=== Data to process ===

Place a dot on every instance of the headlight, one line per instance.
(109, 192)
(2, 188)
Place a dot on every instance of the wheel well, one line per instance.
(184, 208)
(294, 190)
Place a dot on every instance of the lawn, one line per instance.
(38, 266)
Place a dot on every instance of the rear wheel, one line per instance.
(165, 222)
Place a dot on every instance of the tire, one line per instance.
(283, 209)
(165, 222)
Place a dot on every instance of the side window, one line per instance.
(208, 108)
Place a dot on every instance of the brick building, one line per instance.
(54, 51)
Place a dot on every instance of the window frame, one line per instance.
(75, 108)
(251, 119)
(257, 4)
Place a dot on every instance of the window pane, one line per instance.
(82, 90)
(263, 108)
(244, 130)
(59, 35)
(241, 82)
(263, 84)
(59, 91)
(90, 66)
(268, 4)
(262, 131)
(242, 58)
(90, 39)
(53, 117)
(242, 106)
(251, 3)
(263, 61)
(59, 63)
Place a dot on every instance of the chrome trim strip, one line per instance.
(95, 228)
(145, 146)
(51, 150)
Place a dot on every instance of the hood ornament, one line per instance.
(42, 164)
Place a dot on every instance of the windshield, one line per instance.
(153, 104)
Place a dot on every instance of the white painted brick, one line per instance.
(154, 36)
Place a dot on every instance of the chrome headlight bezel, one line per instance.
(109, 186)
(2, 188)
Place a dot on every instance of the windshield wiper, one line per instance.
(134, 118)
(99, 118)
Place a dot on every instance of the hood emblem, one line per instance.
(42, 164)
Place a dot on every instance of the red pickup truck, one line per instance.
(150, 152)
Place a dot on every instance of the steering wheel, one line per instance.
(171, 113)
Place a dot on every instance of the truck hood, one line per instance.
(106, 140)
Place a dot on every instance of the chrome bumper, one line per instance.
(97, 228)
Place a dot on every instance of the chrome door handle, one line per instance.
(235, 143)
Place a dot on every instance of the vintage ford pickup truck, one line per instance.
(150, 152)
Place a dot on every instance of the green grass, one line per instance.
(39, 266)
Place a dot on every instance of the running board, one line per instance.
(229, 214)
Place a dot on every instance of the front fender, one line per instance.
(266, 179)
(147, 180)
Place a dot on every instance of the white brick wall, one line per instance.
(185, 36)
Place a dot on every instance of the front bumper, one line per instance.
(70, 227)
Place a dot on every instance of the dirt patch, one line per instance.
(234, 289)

===

**Brief:** Copy out every one of the records above word for word, each on its own line.

**Exercise output:**
Place a dot on every instance of the headlight, one line per instance.
(109, 192)
(2, 188)
Place a dot on every instance of the wheel well, one line per instance.
(184, 208)
(294, 190)
Place a dot on every instance of the lawn, one line per instance.
(38, 266)
Place a dot on every instance of the rear wheel, one line per instance.
(165, 222)
Place a dot on every instance of the tire, one line per instance.
(283, 209)
(165, 222)
Place a dot on every instance of the side window, one line per instance.
(208, 108)
Place a dot on every instance of the brick building, one line per instance.
(54, 51)
Place a dot on every instance of the window frame, one line per instance.
(75, 108)
(251, 119)
(257, 4)
Place a dot on every instance of the window pane, one line per instance.
(82, 90)
(263, 108)
(244, 130)
(59, 35)
(241, 82)
(263, 84)
(59, 91)
(90, 66)
(268, 4)
(262, 131)
(242, 58)
(90, 39)
(53, 117)
(242, 106)
(251, 3)
(263, 61)
(59, 63)
Place a dot on every instance of the chrome trim strip, one line per instance.
(95, 228)
(145, 146)
(51, 150)
Place a dot on every instance of the hood ornament, one line per instance.
(42, 164)
Place a dot on every instance of the windshield, one line per instance.
(153, 104)
Place a dot on every instance of the white painted brick, one line per instance.
(154, 36)
Place a dot on every instance of the chrome headlight bezel, one line per instance.
(109, 186)
(2, 188)
Place a dot on every instance of the windshield wiper, one line per instance.
(134, 118)
(99, 118)
Place a dot on every instance of the hood emblem, one line per instance.
(42, 164)
Place a dot on every instance of the red pickup truck, one line per instance.
(150, 152)
Place a dot on every instance of the steering wheel, one line per instance.
(171, 113)
Place a dot on every instance of the truck hood, one line per instance.
(106, 140)
Place a dot on every instance of the chrome bumper, one line per instance.
(97, 228)
Place a dot on every instance of the chrome door handle, one line per instance.
(235, 143)
Place a dot on every instance of the vintage ford pickup truck, one line per instance.
(150, 152)
Place a dot on every instance of the green grass, one line per instance.
(39, 266)
Place a dot on every instance of the running board, one line per instance.
(229, 214)
Place a dot on every instance of the front fender, one line per instance.
(266, 179)
(147, 180)
Place a dot on every instance of the white brick wall, one line per instance.
(185, 36)
Place a dot on every instance of the front bumper, one line per instance.
(70, 227)
Place a dot on every instance of the dirt patch, one line per instance.
(234, 289)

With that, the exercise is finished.